*TAREFA SOLICITADA A*
Reproduza, linha por linha e sem alterações, as entradas a partir da linha que contém "put a marker on the iron balcony railing" até a última linha das entradas, incluindo as duas extremidades.

*TEXTO FORNECIDO*
Opinião

Compliance e análise de risco à brasileira: o que se chama 'gatopardismo'

Autor

  • Víctor Gabriel Rodríguez

    é professor livre-docente de Direito Penal da Universidade de São Paulo (USP) membro do Prolam/USP autor do livro Delação Premiada: Limites Éticos ao Estado com versão ibero-americana pela Ed. Temis (Colômbia e Argentina) e bolsista da Fundación Carolina/España para professor convidado na Universidad de Granada e pela Capes na Autónoma de Madrid.

8 de agosto de 2020, 6h03

Os programas de cumprimento normativo representam, em sua concepção original, um avanço no estabelecimento da relação entre Estado e empresa, naquilo que chamamos de "autorregulação regulada". É mais do que louvável o ideal de que as próprias corporações organizem-se para cumprir normas, em lugar de figurarem, em um anacrônico jogo de persecução e resistência, como simples alvo de fiscalização e castigos. Por isso, aparte do que seja a euforia do mercado, alguns estudiosos sérios têm-se dedicado à compreensão dessa nova sistemática, em especial a partir de sua gênese norte-americana.

Nossa tese aqui, entretanto, é a de que o instituto do compliance, quando afastado desse seu habitat anglo-saxão, traz efeitos diametralmente opostos a seu planejamento original: em lugar de ser uma ferramenta para facilitar o cumprimento da lei, opera como método de legitimar o status, nas empresas privadas, de exploração e corrupção; no setor público, funciona como falso atestado de higidez e eficácia.

É no conceito central desse sistema, a avaliação de risco (risk assessment), que se pode encontrar a clave dessa disfunção que aqui expomos.

Mapeamento de risco
Se o objetivo do compliance é o de transformar a empresa em um agente de cumprimento da lei, a primeira missão tem de ser a de identificar quais as mais proeminentes formas de descumprimento legal da pessoa jurídica. Trata-se do mapeamento de risco[1] que a empresa deve promover, pois somente ela é capaz de reconhecer sua dinâmica e suas fraquezas: uma companhia financeira pode servir de ferramenta de lavagem de dinheiro e financiamento de terrorismo, uma mineradora pode causar danos ambientais e acidentes com centenas de mortos, uma empreiteira apresenta o sério perigo de transformar-se em corruptora ativa.

Essa exemplificação já impõe uma primeira pergunta a que se deve responder, se nos propomos a uma visão realista do tema: se o nível essencial do compliance está em que a empresa apresente seus próprios riscos, há de se saber se ela quer e, principalmente, se ela pode fazê-lo. Nessa resposta está o cerne de o que temos de denominar, com o perdão da expressão, de "tropicalização" do compliance.

*CONJUNTO DE DADOS*
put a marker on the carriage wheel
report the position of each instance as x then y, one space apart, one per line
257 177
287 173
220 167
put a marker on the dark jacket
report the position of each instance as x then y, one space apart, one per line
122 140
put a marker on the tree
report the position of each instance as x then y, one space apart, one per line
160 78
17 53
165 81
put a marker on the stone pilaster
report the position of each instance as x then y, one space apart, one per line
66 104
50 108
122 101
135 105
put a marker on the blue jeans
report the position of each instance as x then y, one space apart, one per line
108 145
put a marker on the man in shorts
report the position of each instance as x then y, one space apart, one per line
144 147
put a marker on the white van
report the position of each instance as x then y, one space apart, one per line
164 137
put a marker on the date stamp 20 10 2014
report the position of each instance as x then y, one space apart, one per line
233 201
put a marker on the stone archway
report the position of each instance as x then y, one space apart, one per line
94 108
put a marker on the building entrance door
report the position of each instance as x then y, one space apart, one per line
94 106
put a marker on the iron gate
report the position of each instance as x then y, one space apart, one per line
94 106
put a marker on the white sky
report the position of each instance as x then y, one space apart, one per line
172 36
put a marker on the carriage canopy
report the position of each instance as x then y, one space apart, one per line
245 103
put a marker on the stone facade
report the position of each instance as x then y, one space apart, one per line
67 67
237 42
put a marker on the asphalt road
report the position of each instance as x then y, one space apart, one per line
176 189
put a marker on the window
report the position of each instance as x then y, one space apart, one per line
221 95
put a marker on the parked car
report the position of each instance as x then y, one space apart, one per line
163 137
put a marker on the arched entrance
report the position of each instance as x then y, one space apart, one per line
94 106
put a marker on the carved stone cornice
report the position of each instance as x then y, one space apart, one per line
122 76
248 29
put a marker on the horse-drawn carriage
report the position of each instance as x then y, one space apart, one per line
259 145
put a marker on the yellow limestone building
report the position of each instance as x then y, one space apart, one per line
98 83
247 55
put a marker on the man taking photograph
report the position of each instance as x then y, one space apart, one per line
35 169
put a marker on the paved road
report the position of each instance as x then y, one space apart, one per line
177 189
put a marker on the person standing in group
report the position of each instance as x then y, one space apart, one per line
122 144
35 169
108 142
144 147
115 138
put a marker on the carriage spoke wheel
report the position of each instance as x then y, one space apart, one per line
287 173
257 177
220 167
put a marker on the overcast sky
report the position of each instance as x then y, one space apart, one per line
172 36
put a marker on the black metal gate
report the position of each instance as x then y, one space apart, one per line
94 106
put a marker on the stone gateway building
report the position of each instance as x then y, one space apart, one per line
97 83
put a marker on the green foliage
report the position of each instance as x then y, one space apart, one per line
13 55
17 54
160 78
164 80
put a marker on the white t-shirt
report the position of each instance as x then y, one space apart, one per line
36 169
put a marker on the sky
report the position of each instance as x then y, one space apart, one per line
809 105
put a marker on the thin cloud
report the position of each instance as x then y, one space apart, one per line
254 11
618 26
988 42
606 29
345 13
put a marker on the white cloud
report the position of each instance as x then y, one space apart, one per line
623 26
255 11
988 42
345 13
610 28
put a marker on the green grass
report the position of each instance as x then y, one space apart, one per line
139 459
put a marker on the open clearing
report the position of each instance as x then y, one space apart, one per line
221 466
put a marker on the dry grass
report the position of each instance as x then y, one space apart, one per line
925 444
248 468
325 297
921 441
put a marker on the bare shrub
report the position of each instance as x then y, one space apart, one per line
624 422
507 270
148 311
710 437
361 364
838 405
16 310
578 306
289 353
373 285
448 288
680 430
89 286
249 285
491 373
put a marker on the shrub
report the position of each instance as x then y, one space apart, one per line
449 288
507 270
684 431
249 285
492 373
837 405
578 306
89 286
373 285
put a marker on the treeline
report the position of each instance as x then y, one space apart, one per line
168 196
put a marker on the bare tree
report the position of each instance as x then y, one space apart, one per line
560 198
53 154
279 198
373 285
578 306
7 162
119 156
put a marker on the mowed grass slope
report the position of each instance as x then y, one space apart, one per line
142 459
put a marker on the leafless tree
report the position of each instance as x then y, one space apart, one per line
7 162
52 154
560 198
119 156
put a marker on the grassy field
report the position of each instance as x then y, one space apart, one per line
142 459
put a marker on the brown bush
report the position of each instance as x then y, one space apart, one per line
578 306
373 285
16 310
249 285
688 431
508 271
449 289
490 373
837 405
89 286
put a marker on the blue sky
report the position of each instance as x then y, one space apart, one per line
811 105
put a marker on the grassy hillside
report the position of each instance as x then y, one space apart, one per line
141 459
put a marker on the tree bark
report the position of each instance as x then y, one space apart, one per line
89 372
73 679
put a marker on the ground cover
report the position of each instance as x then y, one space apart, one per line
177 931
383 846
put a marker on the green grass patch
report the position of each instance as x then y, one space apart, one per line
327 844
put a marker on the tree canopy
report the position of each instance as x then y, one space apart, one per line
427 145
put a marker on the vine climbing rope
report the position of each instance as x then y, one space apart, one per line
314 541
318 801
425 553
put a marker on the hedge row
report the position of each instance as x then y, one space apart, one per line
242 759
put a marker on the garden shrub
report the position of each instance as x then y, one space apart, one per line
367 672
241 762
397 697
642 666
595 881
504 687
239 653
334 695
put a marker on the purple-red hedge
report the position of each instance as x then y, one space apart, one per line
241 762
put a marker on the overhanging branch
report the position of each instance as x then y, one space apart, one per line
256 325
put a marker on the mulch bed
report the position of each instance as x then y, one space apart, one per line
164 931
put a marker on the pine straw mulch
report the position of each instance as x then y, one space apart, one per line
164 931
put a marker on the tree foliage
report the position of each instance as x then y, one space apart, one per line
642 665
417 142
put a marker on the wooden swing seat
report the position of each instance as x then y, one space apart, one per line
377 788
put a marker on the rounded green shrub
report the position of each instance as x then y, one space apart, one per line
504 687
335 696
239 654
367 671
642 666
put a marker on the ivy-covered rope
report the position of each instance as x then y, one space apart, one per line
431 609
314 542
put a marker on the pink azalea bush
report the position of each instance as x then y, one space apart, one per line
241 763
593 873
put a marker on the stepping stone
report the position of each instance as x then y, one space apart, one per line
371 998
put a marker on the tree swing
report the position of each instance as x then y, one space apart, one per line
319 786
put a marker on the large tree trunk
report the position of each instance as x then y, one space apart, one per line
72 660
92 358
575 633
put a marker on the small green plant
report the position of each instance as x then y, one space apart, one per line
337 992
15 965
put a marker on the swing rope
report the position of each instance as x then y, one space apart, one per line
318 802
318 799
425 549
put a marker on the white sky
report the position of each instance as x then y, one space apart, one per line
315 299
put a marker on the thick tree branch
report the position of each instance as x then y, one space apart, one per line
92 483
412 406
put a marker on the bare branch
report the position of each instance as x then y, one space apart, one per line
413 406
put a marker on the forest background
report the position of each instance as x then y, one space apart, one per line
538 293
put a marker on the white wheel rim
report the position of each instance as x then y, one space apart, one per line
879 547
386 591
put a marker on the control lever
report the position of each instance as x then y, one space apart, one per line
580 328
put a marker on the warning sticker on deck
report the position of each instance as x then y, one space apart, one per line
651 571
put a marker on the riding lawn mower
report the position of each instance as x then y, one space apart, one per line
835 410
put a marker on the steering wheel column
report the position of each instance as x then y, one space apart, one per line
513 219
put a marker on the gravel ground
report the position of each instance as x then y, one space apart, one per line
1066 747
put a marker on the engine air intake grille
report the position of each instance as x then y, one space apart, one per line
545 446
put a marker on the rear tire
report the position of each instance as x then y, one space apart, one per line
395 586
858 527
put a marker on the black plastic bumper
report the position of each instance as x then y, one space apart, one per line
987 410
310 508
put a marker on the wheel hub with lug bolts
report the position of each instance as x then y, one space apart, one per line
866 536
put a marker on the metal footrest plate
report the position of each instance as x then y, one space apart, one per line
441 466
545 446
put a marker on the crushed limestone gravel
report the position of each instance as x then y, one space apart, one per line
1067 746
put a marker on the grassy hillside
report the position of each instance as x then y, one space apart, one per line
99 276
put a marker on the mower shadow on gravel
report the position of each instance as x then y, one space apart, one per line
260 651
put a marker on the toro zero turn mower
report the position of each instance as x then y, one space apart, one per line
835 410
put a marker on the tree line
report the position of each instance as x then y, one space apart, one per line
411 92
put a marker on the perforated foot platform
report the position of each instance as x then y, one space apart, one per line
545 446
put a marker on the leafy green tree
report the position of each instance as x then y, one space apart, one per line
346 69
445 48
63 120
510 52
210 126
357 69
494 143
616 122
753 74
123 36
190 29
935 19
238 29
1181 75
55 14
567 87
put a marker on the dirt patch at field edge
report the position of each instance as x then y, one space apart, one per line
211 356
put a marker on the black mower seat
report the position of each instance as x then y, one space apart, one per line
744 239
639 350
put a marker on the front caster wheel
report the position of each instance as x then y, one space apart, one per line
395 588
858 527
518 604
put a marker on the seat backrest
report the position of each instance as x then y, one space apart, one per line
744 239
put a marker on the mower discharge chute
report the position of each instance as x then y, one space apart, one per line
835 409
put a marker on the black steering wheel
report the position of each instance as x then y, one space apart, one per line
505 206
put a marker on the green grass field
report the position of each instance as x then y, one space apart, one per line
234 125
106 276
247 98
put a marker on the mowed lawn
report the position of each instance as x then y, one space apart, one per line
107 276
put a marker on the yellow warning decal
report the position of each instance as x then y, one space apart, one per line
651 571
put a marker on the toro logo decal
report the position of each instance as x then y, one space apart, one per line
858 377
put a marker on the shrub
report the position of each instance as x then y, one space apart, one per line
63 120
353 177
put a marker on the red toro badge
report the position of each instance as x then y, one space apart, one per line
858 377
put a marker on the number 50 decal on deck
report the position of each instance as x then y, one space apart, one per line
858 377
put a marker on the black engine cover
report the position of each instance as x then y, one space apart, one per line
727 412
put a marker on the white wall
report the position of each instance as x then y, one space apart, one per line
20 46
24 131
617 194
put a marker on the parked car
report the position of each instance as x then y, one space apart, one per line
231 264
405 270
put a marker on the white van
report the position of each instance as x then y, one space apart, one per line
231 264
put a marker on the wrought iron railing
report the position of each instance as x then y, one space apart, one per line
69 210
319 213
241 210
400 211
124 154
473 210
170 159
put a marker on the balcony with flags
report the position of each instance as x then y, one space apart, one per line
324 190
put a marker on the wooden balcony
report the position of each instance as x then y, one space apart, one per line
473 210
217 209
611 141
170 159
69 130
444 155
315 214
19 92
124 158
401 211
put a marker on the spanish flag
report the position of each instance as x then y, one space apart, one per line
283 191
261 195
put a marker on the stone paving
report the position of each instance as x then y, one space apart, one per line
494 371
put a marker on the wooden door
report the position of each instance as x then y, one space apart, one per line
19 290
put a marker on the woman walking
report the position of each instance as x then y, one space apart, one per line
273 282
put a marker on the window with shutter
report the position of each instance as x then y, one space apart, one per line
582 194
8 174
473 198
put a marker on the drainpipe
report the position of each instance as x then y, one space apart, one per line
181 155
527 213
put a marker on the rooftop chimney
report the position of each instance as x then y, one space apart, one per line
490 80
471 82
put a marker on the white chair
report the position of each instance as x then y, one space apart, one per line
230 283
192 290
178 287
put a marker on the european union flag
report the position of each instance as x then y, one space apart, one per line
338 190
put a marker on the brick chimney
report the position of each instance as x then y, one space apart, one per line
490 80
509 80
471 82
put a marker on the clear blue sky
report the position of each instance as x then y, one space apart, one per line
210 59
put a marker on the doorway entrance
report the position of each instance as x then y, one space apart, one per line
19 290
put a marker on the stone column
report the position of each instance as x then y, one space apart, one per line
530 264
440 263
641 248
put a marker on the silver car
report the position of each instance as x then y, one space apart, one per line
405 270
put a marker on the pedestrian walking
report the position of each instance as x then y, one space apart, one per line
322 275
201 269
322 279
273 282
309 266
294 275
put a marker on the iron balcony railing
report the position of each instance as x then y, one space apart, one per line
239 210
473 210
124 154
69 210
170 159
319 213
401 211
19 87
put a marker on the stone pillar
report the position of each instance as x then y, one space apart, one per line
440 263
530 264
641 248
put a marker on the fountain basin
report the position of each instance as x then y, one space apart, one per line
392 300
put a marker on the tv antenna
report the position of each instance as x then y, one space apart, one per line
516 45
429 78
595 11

*TAREFA SOLICITADA B*
Dê continuidade ao artigo sobre compliance e análise de risco no Brasil, começando logo após a última frase apresentada.

*RESULTADO ESPERADO A*
put a marker on the iron balcony railing
report the position of each instance as x then y, one space apart, one per line
239 210
473 210
124 154
69 210
170 159
319 213
401 211
19 87
put a marker on the stone pillar
report the position of each instance as x then y, one space apart, one per line
440 263
530 264
641 248
put a marker on the fountain basin
report the position of each instance as x then y, one space apart, one per line
392 300
put a marker on the tv antenna
report the position of each instance as x then y, one space apart, one per line
516 45
429 78
595 11

*RESULTADO ESPERADO B*
"Da ponte pra cá": uma sociedade que não pode ser escrita
O mapeamento de riscos é a descrição do verdadeiro entorno em que cada empresa trabalha, e aí começam os problemas. Porque a essência do sistema de autorregulação regulada está em um duplo viés: que a empresa conheça sua realidade e, logo, que a apresente ao Estado, para busca de solução conjunta. Porém, nosso nível democrático não atingiu o patamar de um diálogo real ente particular e o Estado [2], porque este, o Estado, em seu atual estágio evolutivo: 1) não assume a realidade social como está; 2) não reconhece sua própria ineficiência e corrupção, e, em um déficit de velocidade entre iniciativa pública e privada; e 3) imputa sempre ao particular a primeira responsabilidade por qualquer desvio de conduta.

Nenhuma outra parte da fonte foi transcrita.